WHAT IS EXPECTED
Repeat only the lines below from the one that contains "[spot] the black sneaker, one" through the final line, exactly. Omit pictures.

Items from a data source
[Start of Attachment]

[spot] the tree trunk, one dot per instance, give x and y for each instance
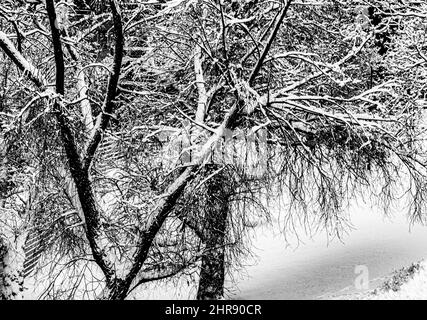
(11, 281)
(212, 273)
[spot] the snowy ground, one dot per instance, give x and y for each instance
(318, 270)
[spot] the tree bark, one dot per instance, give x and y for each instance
(212, 273)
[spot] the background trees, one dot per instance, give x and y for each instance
(122, 128)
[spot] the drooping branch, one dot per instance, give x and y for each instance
(78, 172)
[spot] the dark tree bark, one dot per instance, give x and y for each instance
(212, 273)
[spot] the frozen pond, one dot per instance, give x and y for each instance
(317, 269)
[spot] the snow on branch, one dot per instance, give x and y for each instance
(23, 64)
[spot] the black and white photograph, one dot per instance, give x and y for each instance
(221, 150)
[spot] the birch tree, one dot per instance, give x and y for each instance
(134, 137)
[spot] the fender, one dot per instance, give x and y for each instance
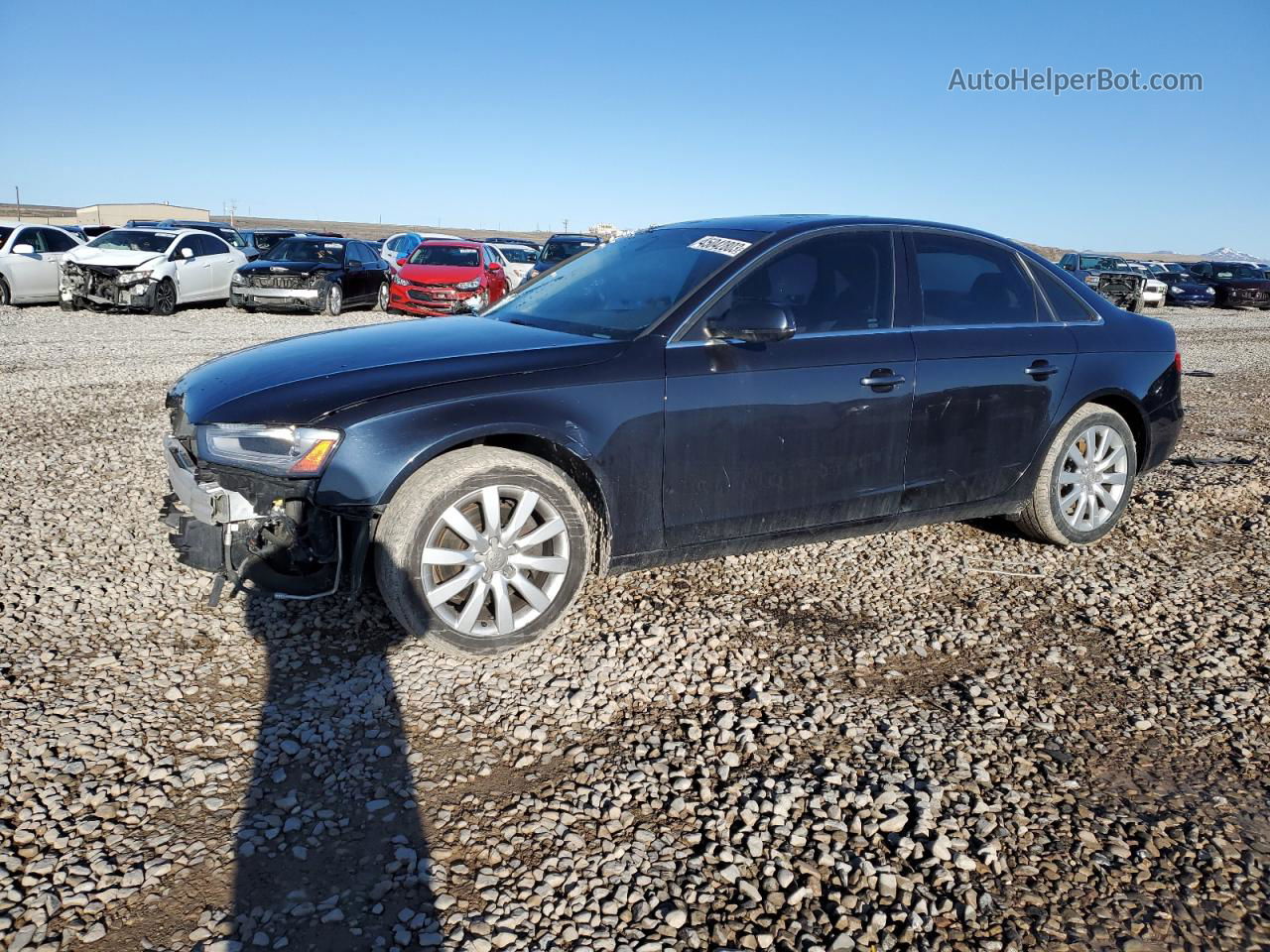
(613, 428)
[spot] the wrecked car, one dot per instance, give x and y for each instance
(1110, 276)
(448, 277)
(690, 391)
(317, 275)
(148, 270)
(1237, 284)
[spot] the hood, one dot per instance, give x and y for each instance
(1250, 284)
(300, 380)
(440, 273)
(111, 258)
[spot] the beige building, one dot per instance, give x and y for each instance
(123, 212)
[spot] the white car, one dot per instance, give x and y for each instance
(30, 255)
(149, 270)
(1155, 291)
(405, 241)
(517, 261)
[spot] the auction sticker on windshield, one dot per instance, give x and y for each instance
(725, 246)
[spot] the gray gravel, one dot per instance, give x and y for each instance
(955, 740)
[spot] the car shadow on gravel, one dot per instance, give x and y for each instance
(330, 848)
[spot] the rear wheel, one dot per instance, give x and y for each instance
(166, 298)
(483, 549)
(334, 303)
(1084, 480)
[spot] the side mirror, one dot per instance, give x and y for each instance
(752, 322)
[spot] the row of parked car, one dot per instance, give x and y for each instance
(158, 266)
(1138, 285)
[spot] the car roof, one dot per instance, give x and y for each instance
(9, 223)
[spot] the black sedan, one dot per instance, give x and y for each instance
(691, 391)
(313, 275)
(1237, 285)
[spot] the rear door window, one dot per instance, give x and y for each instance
(1064, 301)
(966, 282)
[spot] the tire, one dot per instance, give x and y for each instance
(334, 303)
(416, 522)
(1048, 517)
(166, 298)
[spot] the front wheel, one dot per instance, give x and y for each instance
(1084, 480)
(166, 298)
(483, 549)
(334, 301)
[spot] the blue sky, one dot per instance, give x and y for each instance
(520, 117)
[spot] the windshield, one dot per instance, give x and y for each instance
(1236, 271)
(308, 252)
(620, 290)
(266, 241)
(561, 249)
(518, 254)
(126, 240)
(452, 255)
(1101, 263)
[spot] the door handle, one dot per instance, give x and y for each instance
(881, 380)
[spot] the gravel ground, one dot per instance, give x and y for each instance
(955, 740)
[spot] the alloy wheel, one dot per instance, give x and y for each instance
(494, 561)
(1092, 476)
(166, 298)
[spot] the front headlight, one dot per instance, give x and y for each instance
(278, 451)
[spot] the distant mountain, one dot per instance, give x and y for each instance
(1229, 254)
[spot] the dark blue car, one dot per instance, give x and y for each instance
(559, 249)
(690, 391)
(1184, 290)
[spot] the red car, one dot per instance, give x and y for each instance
(447, 277)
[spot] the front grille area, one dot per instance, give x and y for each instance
(276, 281)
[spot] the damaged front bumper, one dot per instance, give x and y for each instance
(104, 286)
(281, 298)
(258, 532)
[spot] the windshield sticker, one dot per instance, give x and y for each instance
(725, 246)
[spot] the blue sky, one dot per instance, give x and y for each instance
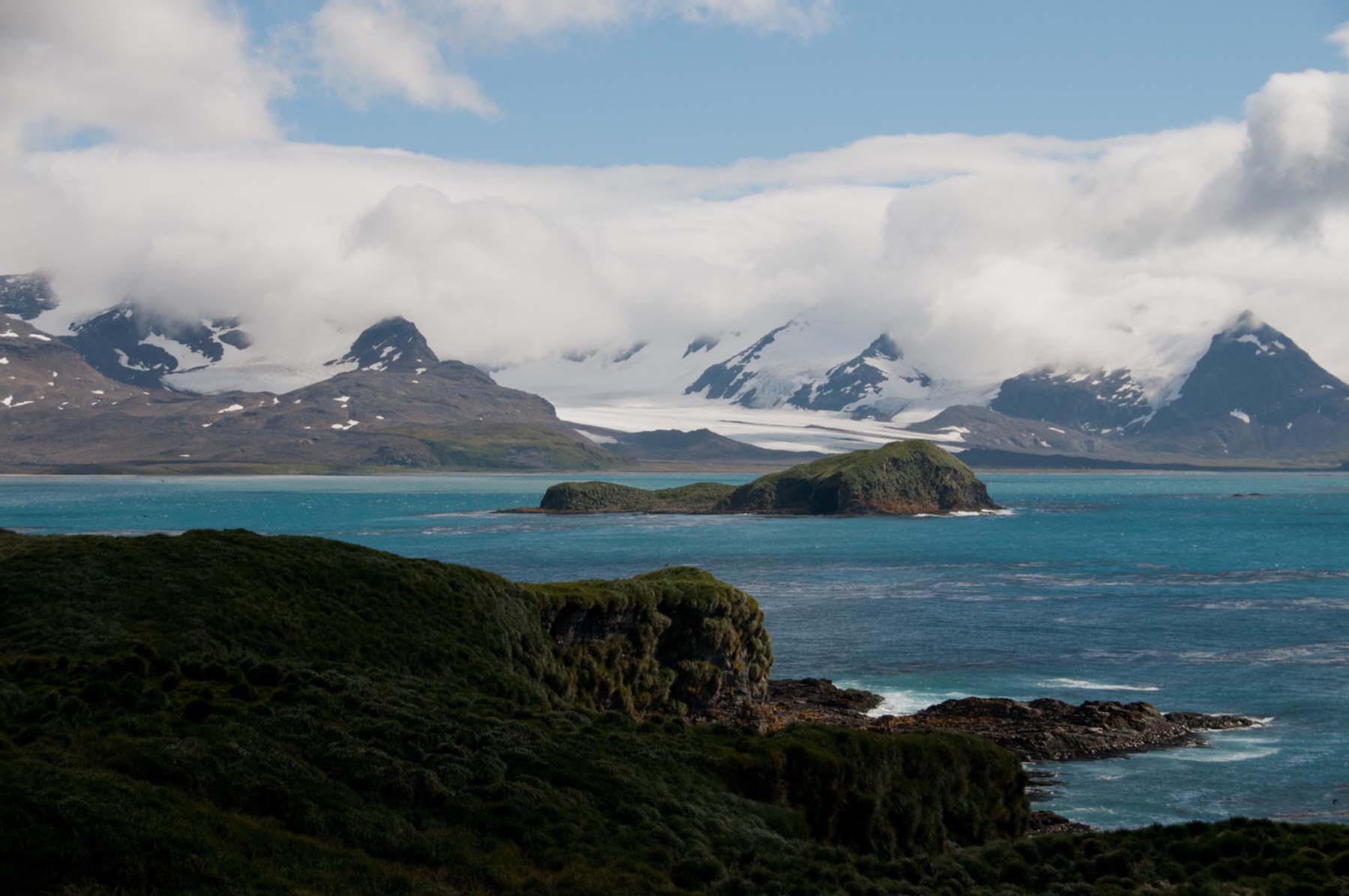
(667, 91)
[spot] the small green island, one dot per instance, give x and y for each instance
(902, 478)
(223, 712)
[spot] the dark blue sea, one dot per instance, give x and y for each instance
(1160, 587)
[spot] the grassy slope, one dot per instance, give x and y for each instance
(609, 497)
(286, 714)
(903, 476)
(220, 712)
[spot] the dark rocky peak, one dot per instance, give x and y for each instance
(134, 345)
(858, 378)
(1099, 401)
(728, 378)
(883, 347)
(26, 296)
(1256, 372)
(393, 343)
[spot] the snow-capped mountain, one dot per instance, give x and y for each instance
(136, 346)
(26, 296)
(393, 345)
(1099, 401)
(1255, 392)
(776, 370)
(127, 343)
(876, 384)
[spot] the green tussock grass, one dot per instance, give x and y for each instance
(222, 712)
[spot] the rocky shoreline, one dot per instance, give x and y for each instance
(1043, 730)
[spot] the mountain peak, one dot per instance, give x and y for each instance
(1244, 323)
(394, 343)
(884, 347)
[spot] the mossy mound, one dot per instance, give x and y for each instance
(224, 712)
(900, 478)
(903, 478)
(610, 497)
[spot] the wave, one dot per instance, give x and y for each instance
(1219, 754)
(911, 702)
(1078, 685)
(1274, 604)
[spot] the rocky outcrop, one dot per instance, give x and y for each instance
(902, 478)
(1040, 730)
(1052, 730)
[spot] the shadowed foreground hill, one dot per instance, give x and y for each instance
(223, 712)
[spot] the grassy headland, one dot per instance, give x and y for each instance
(222, 712)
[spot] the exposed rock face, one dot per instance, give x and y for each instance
(1040, 730)
(61, 414)
(1092, 401)
(900, 478)
(1254, 393)
(733, 378)
(674, 641)
(393, 345)
(135, 346)
(1052, 730)
(819, 700)
(861, 378)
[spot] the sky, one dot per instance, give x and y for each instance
(661, 91)
(998, 185)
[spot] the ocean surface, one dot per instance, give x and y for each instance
(1162, 587)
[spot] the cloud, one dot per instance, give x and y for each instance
(984, 255)
(173, 72)
(369, 49)
(1340, 37)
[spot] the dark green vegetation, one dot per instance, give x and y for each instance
(227, 712)
(185, 712)
(900, 478)
(609, 497)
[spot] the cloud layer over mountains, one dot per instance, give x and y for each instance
(983, 255)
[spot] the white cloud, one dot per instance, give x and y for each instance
(367, 49)
(996, 254)
(169, 72)
(1340, 37)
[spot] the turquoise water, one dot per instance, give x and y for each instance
(1129, 586)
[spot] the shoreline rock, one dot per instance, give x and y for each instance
(1042, 730)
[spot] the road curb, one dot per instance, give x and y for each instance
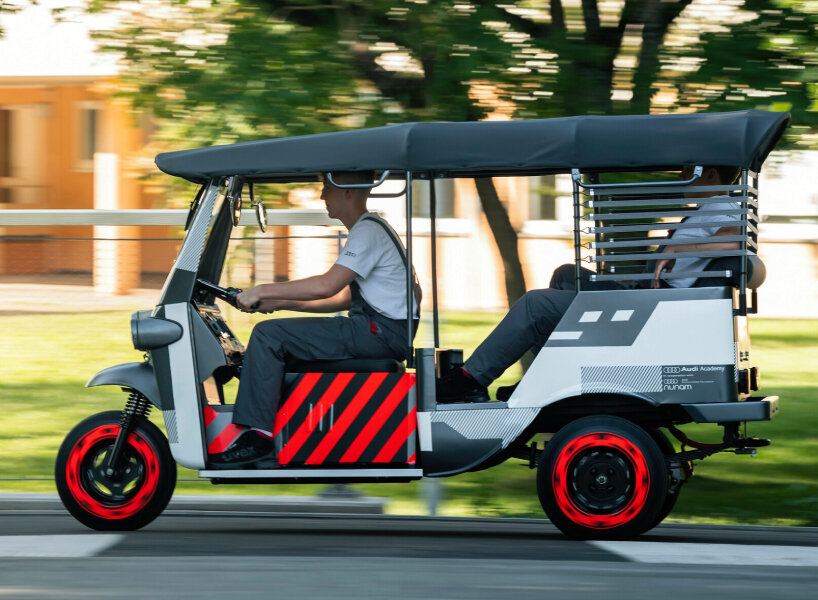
(271, 504)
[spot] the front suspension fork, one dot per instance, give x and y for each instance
(136, 407)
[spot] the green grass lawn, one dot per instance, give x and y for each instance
(48, 358)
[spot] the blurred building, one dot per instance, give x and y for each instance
(66, 142)
(57, 112)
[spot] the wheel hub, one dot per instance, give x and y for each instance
(115, 487)
(601, 481)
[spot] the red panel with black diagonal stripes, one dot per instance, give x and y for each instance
(348, 419)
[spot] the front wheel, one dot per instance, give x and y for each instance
(602, 477)
(137, 492)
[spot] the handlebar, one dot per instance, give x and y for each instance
(227, 294)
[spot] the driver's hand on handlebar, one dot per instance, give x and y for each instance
(664, 264)
(250, 301)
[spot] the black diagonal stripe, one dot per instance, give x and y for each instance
(386, 431)
(301, 413)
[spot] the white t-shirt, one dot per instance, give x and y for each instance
(698, 263)
(371, 253)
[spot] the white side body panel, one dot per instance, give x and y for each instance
(678, 332)
(187, 447)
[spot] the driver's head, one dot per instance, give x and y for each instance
(351, 177)
(341, 200)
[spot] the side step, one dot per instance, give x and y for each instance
(287, 475)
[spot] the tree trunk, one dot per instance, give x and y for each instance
(504, 236)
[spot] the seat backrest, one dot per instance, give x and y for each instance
(756, 272)
(348, 365)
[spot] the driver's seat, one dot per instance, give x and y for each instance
(347, 365)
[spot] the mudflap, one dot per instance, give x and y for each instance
(137, 376)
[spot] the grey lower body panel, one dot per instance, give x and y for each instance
(752, 409)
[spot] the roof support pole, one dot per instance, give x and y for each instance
(743, 277)
(410, 321)
(433, 214)
(575, 177)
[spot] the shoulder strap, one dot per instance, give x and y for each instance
(418, 293)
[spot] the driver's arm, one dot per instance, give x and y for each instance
(324, 288)
(340, 301)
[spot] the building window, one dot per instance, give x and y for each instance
(88, 130)
(5, 155)
(542, 198)
(88, 133)
(444, 198)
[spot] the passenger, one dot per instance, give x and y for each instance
(534, 316)
(368, 279)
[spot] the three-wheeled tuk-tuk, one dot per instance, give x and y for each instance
(622, 367)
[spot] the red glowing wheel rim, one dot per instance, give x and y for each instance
(601, 480)
(126, 492)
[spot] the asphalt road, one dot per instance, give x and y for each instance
(195, 554)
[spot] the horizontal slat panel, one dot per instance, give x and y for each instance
(670, 226)
(663, 190)
(658, 255)
(669, 202)
(657, 241)
(623, 216)
(671, 275)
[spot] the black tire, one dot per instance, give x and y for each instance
(602, 477)
(666, 446)
(136, 495)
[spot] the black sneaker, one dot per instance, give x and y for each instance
(504, 392)
(456, 386)
(249, 447)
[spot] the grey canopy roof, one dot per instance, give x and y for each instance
(740, 139)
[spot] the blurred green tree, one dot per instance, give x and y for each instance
(219, 71)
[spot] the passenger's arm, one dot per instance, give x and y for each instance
(666, 264)
(318, 287)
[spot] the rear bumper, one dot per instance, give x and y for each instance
(756, 408)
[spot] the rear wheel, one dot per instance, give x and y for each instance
(136, 493)
(602, 477)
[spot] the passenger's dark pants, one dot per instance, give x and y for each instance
(529, 323)
(276, 341)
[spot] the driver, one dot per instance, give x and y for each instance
(533, 317)
(368, 279)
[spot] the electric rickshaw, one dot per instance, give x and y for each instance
(623, 369)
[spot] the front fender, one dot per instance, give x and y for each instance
(138, 376)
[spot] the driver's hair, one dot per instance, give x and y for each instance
(352, 177)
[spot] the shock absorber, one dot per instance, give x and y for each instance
(137, 407)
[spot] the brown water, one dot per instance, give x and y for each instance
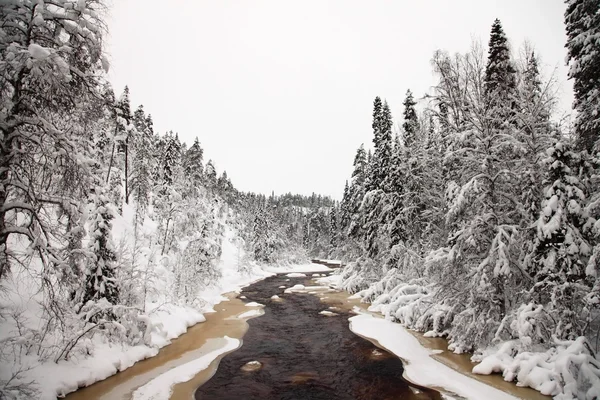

[End of Attachment]

FINAL ANSWER
[spot] the black sneaker, one dot per instance, give x and y for each instance
(504, 392)
(456, 386)
(249, 447)
[spot] the grey canopy roof, one dot per instance, give x and y for each instance
(740, 139)
[spot] the blurred green tree, one dot per instance, give x and y for each instance
(219, 71)
[spot] the passenger's arm, one dot per instance, give x and y for each instance
(666, 264)
(318, 287)
[spot] the rear bumper, one dot per instance, give x and y for each instance
(756, 408)
[spot] the rear wheel, one dot per instance, give x and y for each instance
(136, 493)
(602, 477)
[spot] the passenger's dark pants, one dot per instance, give x and y for each instance
(529, 323)
(276, 341)
[spot] the driver, one dot per instance, give x and y for each instance
(533, 317)
(368, 279)
[spot] the electric rickshaw, one dot per instance, give x and y for each instance
(623, 369)
[spot] the front fender, one dot per instance, give x and y for each instance
(138, 376)
[spot] the driver's hair, one dot per instance, give x and y for each instance
(352, 177)
[spot] the shock absorber, one dot per instance, give x and y for each instance
(137, 407)
[spot] the brown water, one dot per instance, give x and y for each instance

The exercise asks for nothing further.